Free-text object descriptions
============================================================

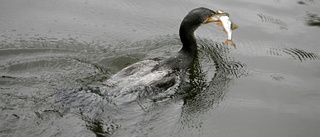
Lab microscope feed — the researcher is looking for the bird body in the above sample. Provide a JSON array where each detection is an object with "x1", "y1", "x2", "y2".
[{"x1": 101, "y1": 7, "x2": 223, "y2": 104}]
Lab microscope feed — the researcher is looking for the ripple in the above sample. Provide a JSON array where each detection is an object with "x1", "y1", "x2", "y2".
[
  {"x1": 297, "y1": 0, "x2": 315, "y2": 5},
  {"x1": 305, "y1": 12, "x2": 320, "y2": 27},
  {"x1": 198, "y1": 38, "x2": 250, "y2": 78},
  {"x1": 177, "y1": 38, "x2": 250, "y2": 118},
  {"x1": 0, "y1": 36, "x2": 116, "y2": 80},
  {"x1": 257, "y1": 13, "x2": 287, "y2": 26},
  {"x1": 257, "y1": 13, "x2": 288, "y2": 30},
  {"x1": 267, "y1": 47, "x2": 283, "y2": 56},
  {"x1": 267, "y1": 47, "x2": 320, "y2": 61},
  {"x1": 282, "y1": 48, "x2": 320, "y2": 61}
]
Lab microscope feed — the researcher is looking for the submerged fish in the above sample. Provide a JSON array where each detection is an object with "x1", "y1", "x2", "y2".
[{"x1": 216, "y1": 10, "x2": 239, "y2": 49}]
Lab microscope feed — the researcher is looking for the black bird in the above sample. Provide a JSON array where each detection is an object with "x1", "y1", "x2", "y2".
[{"x1": 101, "y1": 7, "x2": 224, "y2": 104}]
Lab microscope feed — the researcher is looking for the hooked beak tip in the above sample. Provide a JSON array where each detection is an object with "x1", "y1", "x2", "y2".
[
  {"x1": 205, "y1": 17, "x2": 219, "y2": 23},
  {"x1": 205, "y1": 14, "x2": 219, "y2": 24},
  {"x1": 205, "y1": 12, "x2": 229, "y2": 24}
]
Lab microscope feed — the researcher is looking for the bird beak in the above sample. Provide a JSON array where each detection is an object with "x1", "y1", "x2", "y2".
[
  {"x1": 204, "y1": 13, "x2": 229, "y2": 24},
  {"x1": 205, "y1": 14, "x2": 219, "y2": 23}
]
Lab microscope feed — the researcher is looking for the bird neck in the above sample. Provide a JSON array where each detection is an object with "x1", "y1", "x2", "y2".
[{"x1": 179, "y1": 23, "x2": 199, "y2": 57}]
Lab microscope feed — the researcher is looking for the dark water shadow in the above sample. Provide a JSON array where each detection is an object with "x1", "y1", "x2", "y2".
[
  {"x1": 297, "y1": 0, "x2": 314, "y2": 5},
  {"x1": 305, "y1": 12, "x2": 320, "y2": 27},
  {"x1": 55, "y1": 86, "x2": 117, "y2": 136},
  {"x1": 175, "y1": 39, "x2": 249, "y2": 133}
]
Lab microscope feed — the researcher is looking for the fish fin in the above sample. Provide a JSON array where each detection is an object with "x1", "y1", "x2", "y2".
[
  {"x1": 224, "y1": 40, "x2": 237, "y2": 49},
  {"x1": 231, "y1": 24, "x2": 239, "y2": 30},
  {"x1": 216, "y1": 22, "x2": 222, "y2": 27},
  {"x1": 221, "y1": 29, "x2": 227, "y2": 34}
]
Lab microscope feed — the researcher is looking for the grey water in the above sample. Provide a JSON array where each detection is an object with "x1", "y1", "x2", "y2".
[{"x1": 1, "y1": 0, "x2": 320, "y2": 137}]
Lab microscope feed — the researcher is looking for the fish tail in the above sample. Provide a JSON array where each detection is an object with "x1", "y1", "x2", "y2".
[{"x1": 224, "y1": 40, "x2": 237, "y2": 49}]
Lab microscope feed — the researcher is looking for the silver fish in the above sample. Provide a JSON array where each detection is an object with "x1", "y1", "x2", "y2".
[{"x1": 216, "y1": 10, "x2": 239, "y2": 49}]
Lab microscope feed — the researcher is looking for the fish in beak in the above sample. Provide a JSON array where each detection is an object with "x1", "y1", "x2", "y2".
[{"x1": 215, "y1": 10, "x2": 239, "y2": 49}]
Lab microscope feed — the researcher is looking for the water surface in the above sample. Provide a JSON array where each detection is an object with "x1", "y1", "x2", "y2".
[{"x1": 1, "y1": 0, "x2": 320, "y2": 137}]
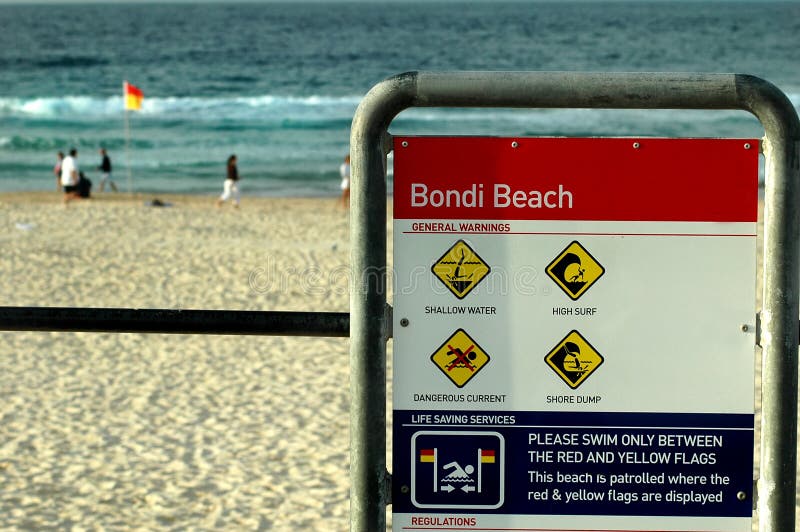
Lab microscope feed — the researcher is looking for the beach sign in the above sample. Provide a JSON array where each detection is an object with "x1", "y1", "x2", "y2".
[{"x1": 391, "y1": 137, "x2": 758, "y2": 531}]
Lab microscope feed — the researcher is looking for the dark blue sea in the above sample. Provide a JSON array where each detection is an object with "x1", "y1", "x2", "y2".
[{"x1": 0, "y1": 1, "x2": 798, "y2": 195}]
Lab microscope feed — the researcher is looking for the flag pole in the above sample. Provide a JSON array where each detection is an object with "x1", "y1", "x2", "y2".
[
  {"x1": 477, "y1": 448, "x2": 482, "y2": 494},
  {"x1": 123, "y1": 81, "x2": 133, "y2": 196}
]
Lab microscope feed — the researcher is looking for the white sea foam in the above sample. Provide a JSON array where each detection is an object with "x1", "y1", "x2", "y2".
[
  {"x1": 1, "y1": 93, "x2": 789, "y2": 122},
  {"x1": 0, "y1": 95, "x2": 363, "y2": 119}
]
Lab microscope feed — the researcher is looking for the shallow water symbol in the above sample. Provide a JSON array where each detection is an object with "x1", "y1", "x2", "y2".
[{"x1": 431, "y1": 240, "x2": 491, "y2": 299}]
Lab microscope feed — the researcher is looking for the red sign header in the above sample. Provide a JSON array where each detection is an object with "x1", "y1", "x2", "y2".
[{"x1": 393, "y1": 137, "x2": 758, "y2": 222}]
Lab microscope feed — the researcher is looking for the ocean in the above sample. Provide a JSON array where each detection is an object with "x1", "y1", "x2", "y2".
[{"x1": 0, "y1": 1, "x2": 798, "y2": 196}]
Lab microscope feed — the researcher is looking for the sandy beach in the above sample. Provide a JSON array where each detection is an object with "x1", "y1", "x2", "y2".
[
  {"x1": 0, "y1": 191, "x2": 778, "y2": 530},
  {"x1": 0, "y1": 192, "x2": 365, "y2": 530}
]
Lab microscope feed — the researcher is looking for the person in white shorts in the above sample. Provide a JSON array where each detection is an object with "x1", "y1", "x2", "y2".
[
  {"x1": 339, "y1": 154, "x2": 350, "y2": 209},
  {"x1": 61, "y1": 148, "x2": 80, "y2": 204},
  {"x1": 216, "y1": 154, "x2": 240, "y2": 208}
]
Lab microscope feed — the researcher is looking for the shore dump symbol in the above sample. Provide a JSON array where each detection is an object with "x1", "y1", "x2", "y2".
[
  {"x1": 430, "y1": 329, "x2": 490, "y2": 388},
  {"x1": 431, "y1": 240, "x2": 491, "y2": 299},
  {"x1": 412, "y1": 431, "x2": 505, "y2": 509},
  {"x1": 544, "y1": 330, "x2": 604, "y2": 389},
  {"x1": 546, "y1": 240, "x2": 605, "y2": 300}
]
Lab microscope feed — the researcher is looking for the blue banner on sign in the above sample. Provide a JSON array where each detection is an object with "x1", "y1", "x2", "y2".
[{"x1": 393, "y1": 410, "x2": 753, "y2": 517}]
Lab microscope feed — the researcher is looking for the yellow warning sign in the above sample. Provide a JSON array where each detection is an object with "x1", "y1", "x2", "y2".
[
  {"x1": 546, "y1": 241, "x2": 605, "y2": 300},
  {"x1": 544, "y1": 330, "x2": 604, "y2": 389},
  {"x1": 430, "y1": 329, "x2": 490, "y2": 388},
  {"x1": 431, "y1": 240, "x2": 491, "y2": 299}
]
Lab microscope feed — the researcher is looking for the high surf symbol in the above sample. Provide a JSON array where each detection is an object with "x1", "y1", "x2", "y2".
[{"x1": 546, "y1": 241, "x2": 605, "y2": 300}]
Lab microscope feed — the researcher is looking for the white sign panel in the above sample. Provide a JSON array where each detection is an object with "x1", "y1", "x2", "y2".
[{"x1": 391, "y1": 137, "x2": 758, "y2": 531}]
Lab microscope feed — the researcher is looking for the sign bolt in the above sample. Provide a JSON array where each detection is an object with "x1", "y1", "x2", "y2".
[
  {"x1": 737, "y1": 491, "x2": 747, "y2": 501},
  {"x1": 400, "y1": 485, "x2": 409, "y2": 494},
  {"x1": 400, "y1": 318, "x2": 409, "y2": 327},
  {"x1": 511, "y1": 141, "x2": 519, "y2": 148},
  {"x1": 741, "y1": 324, "x2": 749, "y2": 332},
  {"x1": 633, "y1": 142, "x2": 641, "y2": 149},
  {"x1": 744, "y1": 143, "x2": 751, "y2": 150}
]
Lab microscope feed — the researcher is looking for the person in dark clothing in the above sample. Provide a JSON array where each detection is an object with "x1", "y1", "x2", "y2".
[{"x1": 97, "y1": 148, "x2": 117, "y2": 192}]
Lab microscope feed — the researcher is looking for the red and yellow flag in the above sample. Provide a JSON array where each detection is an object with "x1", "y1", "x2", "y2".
[
  {"x1": 480, "y1": 449, "x2": 495, "y2": 463},
  {"x1": 419, "y1": 449, "x2": 435, "y2": 463},
  {"x1": 124, "y1": 81, "x2": 144, "y2": 111}
]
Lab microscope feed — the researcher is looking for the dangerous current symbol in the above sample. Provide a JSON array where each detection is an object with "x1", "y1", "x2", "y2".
[
  {"x1": 544, "y1": 330, "x2": 604, "y2": 389},
  {"x1": 546, "y1": 241, "x2": 605, "y2": 300},
  {"x1": 431, "y1": 240, "x2": 491, "y2": 299},
  {"x1": 430, "y1": 329, "x2": 490, "y2": 388}
]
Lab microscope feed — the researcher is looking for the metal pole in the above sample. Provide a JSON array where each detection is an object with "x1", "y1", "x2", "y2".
[
  {"x1": 0, "y1": 307, "x2": 349, "y2": 337},
  {"x1": 738, "y1": 78, "x2": 800, "y2": 532},
  {"x1": 349, "y1": 71, "x2": 799, "y2": 531},
  {"x1": 349, "y1": 73, "x2": 416, "y2": 532}
]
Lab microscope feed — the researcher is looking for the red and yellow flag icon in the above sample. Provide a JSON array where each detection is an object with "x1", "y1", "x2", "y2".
[
  {"x1": 480, "y1": 449, "x2": 495, "y2": 463},
  {"x1": 124, "y1": 81, "x2": 144, "y2": 110},
  {"x1": 419, "y1": 449, "x2": 435, "y2": 462}
]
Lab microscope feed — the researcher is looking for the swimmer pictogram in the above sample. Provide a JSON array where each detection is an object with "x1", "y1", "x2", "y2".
[
  {"x1": 430, "y1": 329, "x2": 490, "y2": 388},
  {"x1": 546, "y1": 241, "x2": 605, "y2": 300},
  {"x1": 544, "y1": 330, "x2": 604, "y2": 389},
  {"x1": 431, "y1": 240, "x2": 491, "y2": 299},
  {"x1": 412, "y1": 431, "x2": 504, "y2": 509}
]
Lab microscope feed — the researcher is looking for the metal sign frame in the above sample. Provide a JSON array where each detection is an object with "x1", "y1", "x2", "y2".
[{"x1": 349, "y1": 71, "x2": 800, "y2": 532}]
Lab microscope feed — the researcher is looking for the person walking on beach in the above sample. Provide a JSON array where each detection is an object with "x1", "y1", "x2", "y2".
[
  {"x1": 54, "y1": 151, "x2": 64, "y2": 191},
  {"x1": 339, "y1": 153, "x2": 350, "y2": 209},
  {"x1": 216, "y1": 154, "x2": 240, "y2": 208},
  {"x1": 60, "y1": 148, "x2": 80, "y2": 204},
  {"x1": 97, "y1": 148, "x2": 117, "y2": 192}
]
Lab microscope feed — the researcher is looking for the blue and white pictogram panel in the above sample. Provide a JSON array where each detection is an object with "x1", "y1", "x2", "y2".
[{"x1": 411, "y1": 430, "x2": 504, "y2": 509}]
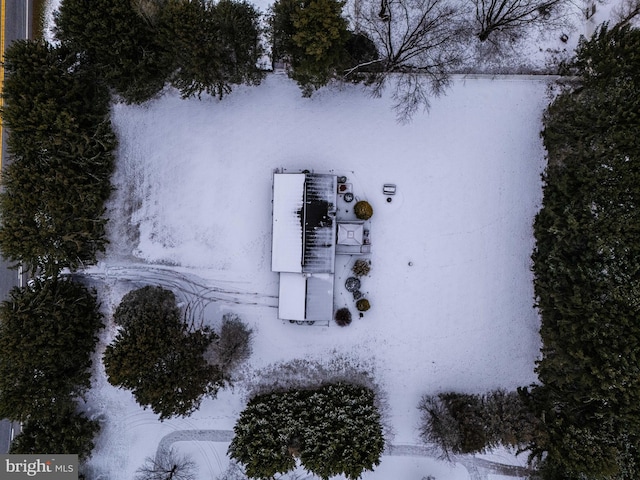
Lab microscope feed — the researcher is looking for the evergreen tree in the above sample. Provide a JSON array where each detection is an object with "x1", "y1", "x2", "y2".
[
  {"x1": 54, "y1": 0, "x2": 168, "y2": 103},
  {"x1": 0, "y1": 279, "x2": 104, "y2": 422},
  {"x1": 270, "y1": 0, "x2": 351, "y2": 94},
  {"x1": 103, "y1": 286, "x2": 223, "y2": 420},
  {"x1": 158, "y1": 0, "x2": 264, "y2": 99},
  {"x1": 1, "y1": 40, "x2": 111, "y2": 157},
  {"x1": 10, "y1": 400, "x2": 100, "y2": 461},
  {"x1": 228, "y1": 383, "x2": 384, "y2": 480},
  {"x1": 532, "y1": 23, "x2": 640, "y2": 479},
  {"x1": 0, "y1": 40, "x2": 115, "y2": 276}
]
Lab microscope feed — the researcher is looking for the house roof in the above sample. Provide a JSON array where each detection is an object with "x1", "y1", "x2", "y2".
[
  {"x1": 271, "y1": 173, "x2": 337, "y2": 274},
  {"x1": 272, "y1": 172, "x2": 338, "y2": 323}
]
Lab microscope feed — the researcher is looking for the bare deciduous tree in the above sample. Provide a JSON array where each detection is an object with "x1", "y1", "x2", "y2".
[
  {"x1": 472, "y1": 0, "x2": 567, "y2": 42},
  {"x1": 350, "y1": 0, "x2": 466, "y2": 121},
  {"x1": 612, "y1": 0, "x2": 640, "y2": 27},
  {"x1": 135, "y1": 447, "x2": 197, "y2": 480},
  {"x1": 131, "y1": 0, "x2": 166, "y2": 25},
  {"x1": 206, "y1": 313, "x2": 253, "y2": 376}
]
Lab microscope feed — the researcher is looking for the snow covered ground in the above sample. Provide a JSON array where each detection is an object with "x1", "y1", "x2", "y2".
[
  {"x1": 37, "y1": 0, "x2": 631, "y2": 479},
  {"x1": 79, "y1": 75, "x2": 548, "y2": 479}
]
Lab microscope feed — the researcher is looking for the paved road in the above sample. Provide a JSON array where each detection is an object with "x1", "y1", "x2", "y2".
[
  {"x1": 5, "y1": 0, "x2": 32, "y2": 43},
  {"x1": 0, "y1": 0, "x2": 32, "y2": 454}
]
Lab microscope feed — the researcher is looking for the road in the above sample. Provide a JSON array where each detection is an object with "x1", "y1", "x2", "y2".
[{"x1": 0, "y1": 0, "x2": 33, "y2": 454}]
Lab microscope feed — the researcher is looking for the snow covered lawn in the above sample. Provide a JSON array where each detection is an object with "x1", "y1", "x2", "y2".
[{"x1": 80, "y1": 74, "x2": 548, "y2": 479}]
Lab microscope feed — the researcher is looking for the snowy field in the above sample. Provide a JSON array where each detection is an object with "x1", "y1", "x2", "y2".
[
  {"x1": 38, "y1": 0, "x2": 630, "y2": 479},
  {"x1": 79, "y1": 75, "x2": 548, "y2": 480}
]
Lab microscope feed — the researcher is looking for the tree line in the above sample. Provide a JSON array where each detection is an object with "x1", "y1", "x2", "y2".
[
  {"x1": 0, "y1": 279, "x2": 103, "y2": 460},
  {"x1": 53, "y1": 0, "x2": 575, "y2": 120},
  {"x1": 416, "y1": 23, "x2": 640, "y2": 480},
  {"x1": 528, "y1": 23, "x2": 640, "y2": 480}
]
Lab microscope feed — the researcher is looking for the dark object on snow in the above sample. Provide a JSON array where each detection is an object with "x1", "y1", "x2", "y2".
[
  {"x1": 353, "y1": 290, "x2": 363, "y2": 300},
  {"x1": 356, "y1": 299, "x2": 370, "y2": 312},
  {"x1": 335, "y1": 308, "x2": 353, "y2": 326},
  {"x1": 354, "y1": 200, "x2": 373, "y2": 220},
  {"x1": 352, "y1": 259, "x2": 371, "y2": 277},
  {"x1": 345, "y1": 277, "x2": 361, "y2": 292},
  {"x1": 344, "y1": 192, "x2": 354, "y2": 202}
]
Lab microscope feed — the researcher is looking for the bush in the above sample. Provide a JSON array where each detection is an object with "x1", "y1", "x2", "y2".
[
  {"x1": 356, "y1": 299, "x2": 370, "y2": 312},
  {"x1": 352, "y1": 259, "x2": 371, "y2": 277},
  {"x1": 335, "y1": 307, "x2": 352, "y2": 326},
  {"x1": 244, "y1": 356, "x2": 379, "y2": 399},
  {"x1": 354, "y1": 201, "x2": 373, "y2": 220},
  {"x1": 207, "y1": 313, "x2": 253, "y2": 375},
  {"x1": 418, "y1": 389, "x2": 540, "y2": 460}
]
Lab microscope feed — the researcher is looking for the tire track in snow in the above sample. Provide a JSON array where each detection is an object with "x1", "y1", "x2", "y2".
[
  {"x1": 76, "y1": 264, "x2": 278, "y2": 313},
  {"x1": 155, "y1": 431, "x2": 535, "y2": 479}
]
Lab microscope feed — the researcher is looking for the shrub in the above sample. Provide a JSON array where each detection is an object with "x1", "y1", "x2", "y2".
[
  {"x1": 335, "y1": 308, "x2": 352, "y2": 326},
  {"x1": 207, "y1": 313, "x2": 253, "y2": 375},
  {"x1": 418, "y1": 393, "x2": 486, "y2": 458},
  {"x1": 354, "y1": 201, "x2": 373, "y2": 220},
  {"x1": 418, "y1": 389, "x2": 540, "y2": 460},
  {"x1": 352, "y1": 259, "x2": 371, "y2": 277},
  {"x1": 356, "y1": 299, "x2": 370, "y2": 312}
]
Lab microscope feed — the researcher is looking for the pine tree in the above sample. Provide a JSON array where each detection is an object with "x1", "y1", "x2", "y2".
[
  {"x1": 270, "y1": 0, "x2": 351, "y2": 94},
  {"x1": 54, "y1": 0, "x2": 168, "y2": 103},
  {"x1": 157, "y1": 0, "x2": 264, "y2": 99},
  {"x1": 0, "y1": 40, "x2": 115, "y2": 275},
  {"x1": 532, "y1": 23, "x2": 640, "y2": 479},
  {"x1": 228, "y1": 383, "x2": 384, "y2": 479},
  {"x1": 10, "y1": 399, "x2": 100, "y2": 461},
  {"x1": 103, "y1": 287, "x2": 224, "y2": 420},
  {"x1": 0, "y1": 279, "x2": 104, "y2": 421}
]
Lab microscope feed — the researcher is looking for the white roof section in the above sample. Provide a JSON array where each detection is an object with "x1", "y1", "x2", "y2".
[
  {"x1": 278, "y1": 273, "x2": 307, "y2": 321},
  {"x1": 337, "y1": 222, "x2": 364, "y2": 246},
  {"x1": 278, "y1": 273, "x2": 334, "y2": 321},
  {"x1": 271, "y1": 173, "x2": 305, "y2": 273}
]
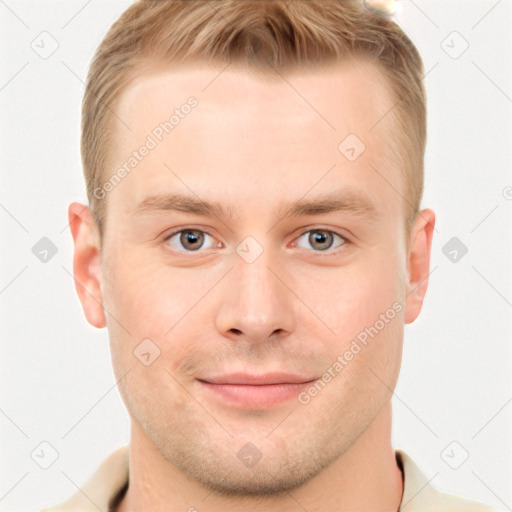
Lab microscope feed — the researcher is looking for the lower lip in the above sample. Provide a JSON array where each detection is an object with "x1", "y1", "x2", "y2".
[{"x1": 198, "y1": 381, "x2": 312, "y2": 408}]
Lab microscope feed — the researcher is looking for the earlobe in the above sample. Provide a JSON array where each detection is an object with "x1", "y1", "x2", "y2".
[
  {"x1": 68, "y1": 202, "x2": 106, "y2": 329},
  {"x1": 404, "y1": 208, "x2": 436, "y2": 324}
]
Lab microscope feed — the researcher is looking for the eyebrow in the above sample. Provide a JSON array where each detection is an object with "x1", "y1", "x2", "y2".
[{"x1": 133, "y1": 190, "x2": 378, "y2": 223}]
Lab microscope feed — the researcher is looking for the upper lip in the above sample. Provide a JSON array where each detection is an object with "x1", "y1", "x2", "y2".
[{"x1": 198, "y1": 372, "x2": 316, "y2": 385}]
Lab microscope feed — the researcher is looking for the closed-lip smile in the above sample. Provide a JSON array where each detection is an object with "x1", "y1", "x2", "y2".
[{"x1": 197, "y1": 372, "x2": 317, "y2": 408}]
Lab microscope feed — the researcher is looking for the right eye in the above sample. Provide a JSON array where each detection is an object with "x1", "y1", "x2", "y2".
[{"x1": 163, "y1": 228, "x2": 220, "y2": 253}]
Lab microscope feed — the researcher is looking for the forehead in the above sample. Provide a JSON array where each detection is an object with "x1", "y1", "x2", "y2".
[
  {"x1": 107, "y1": 61, "x2": 401, "y2": 223},
  {"x1": 116, "y1": 60, "x2": 394, "y2": 133}
]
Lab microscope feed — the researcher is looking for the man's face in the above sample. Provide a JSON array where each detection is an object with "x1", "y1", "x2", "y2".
[{"x1": 99, "y1": 61, "x2": 411, "y2": 493}]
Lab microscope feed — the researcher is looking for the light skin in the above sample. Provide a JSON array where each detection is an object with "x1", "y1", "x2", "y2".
[{"x1": 69, "y1": 60, "x2": 435, "y2": 511}]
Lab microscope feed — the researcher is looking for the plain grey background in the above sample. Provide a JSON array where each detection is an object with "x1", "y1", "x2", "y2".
[{"x1": 1, "y1": 1, "x2": 511, "y2": 511}]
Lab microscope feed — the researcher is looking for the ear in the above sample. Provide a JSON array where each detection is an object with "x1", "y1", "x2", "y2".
[
  {"x1": 404, "y1": 208, "x2": 436, "y2": 324},
  {"x1": 68, "y1": 202, "x2": 106, "y2": 329}
]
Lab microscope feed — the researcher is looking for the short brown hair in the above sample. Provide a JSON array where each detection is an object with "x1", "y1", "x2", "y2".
[{"x1": 81, "y1": 0, "x2": 426, "y2": 243}]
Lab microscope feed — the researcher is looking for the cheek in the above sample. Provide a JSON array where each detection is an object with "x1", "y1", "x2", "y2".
[
  {"x1": 336, "y1": 258, "x2": 405, "y2": 391},
  {"x1": 310, "y1": 251, "x2": 404, "y2": 339},
  {"x1": 103, "y1": 254, "x2": 195, "y2": 336},
  {"x1": 102, "y1": 254, "x2": 223, "y2": 379}
]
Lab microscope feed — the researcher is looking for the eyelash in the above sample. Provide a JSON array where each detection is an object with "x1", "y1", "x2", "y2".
[{"x1": 163, "y1": 227, "x2": 350, "y2": 256}]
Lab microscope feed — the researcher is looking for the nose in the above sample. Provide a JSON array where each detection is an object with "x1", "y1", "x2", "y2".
[{"x1": 214, "y1": 247, "x2": 297, "y2": 344}]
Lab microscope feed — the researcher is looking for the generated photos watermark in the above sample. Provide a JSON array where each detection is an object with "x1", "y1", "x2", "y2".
[
  {"x1": 298, "y1": 300, "x2": 403, "y2": 405},
  {"x1": 93, "y1": 96, "x2": 199, "y2": 200}
]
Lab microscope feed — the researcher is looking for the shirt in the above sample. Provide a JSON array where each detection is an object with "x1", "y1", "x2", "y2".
[{"x1": 39, "y1": 446, "x2": 501, "y2": 511}]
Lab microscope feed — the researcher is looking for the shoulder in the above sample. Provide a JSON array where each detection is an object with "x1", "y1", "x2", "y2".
[
  {"x1": 38, "y1": 445, "x2": 129, "y2": 512},
  {"x1": 397, "y1": 449, "x2": 502, "y2": 512}
]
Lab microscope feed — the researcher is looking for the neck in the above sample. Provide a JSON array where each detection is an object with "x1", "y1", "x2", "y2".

============================================================

BRIEF.
Reproduce the lines from the one containing "Lab microscope feed — the researcher is looking for the shoulder" to the end of the entries, keeping both ends and adding nothing.

THE ANSWER.
Lab microscope feed — the researcher is looking for the shoulder in the above sample. Provide a JSON array where each detection is an object with "x1", "y1", "x2", "y2".
[
  {"x1": 38, "y1": 445, "x2": 129, "y2": 512},
  {"x1": 397, "y1": 449, "x2": 502, "y2": 512}
]
Lab microscope feed — the researcher is looking for the neck in the above sample. Provide a JSON array where each detection is an object with "x1", "y1", "x2", "y2".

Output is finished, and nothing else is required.